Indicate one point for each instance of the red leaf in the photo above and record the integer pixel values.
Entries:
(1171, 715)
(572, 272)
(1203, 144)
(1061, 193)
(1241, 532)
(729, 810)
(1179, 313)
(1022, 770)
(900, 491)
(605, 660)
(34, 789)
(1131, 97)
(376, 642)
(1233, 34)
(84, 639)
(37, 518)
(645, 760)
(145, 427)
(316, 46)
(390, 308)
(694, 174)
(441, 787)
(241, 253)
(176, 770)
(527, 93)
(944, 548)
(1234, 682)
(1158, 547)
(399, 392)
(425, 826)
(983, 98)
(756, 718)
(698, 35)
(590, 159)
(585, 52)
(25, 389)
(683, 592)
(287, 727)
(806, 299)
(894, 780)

◇ ◇ ◇ ◇ ◇ ◇ ◇

■ WHAT YOU NEED TO DO: I'd like the entries above reproduced in full, exactly as they stand.

■ SOLUTION TO THIS PROBLEM:
Indicate one point for each instance of the red leaf in the photo above and record the integer pixel values.
Entries:
(1171, 715)
(572, 272)
(1203, 144)
(1061, 193)
(1241, 532)
(729, 810)
(1179, 313)
(1022, 770)
(900, 491)
(605, 660)
(34, 789)
(1131, 97)
(376, 642)
(1233, 34)
(84, 639)
(37, 518)
(645, 760)
(145, 427)
(316, 46)
(390, 308)
(694, 174)
(441, 787)
(241, 253)
(176, 770)
(527, 93)
(944, 548)
(1234, 682)
(1158, 547)
(399, 392)
(425, 826)
(983, 98)
(756, 718)
(698, 35)
(590, 159)
(585, 52)
(25, 389)
(683, 592)
(287, 727)
(806, 299)
(894, 780)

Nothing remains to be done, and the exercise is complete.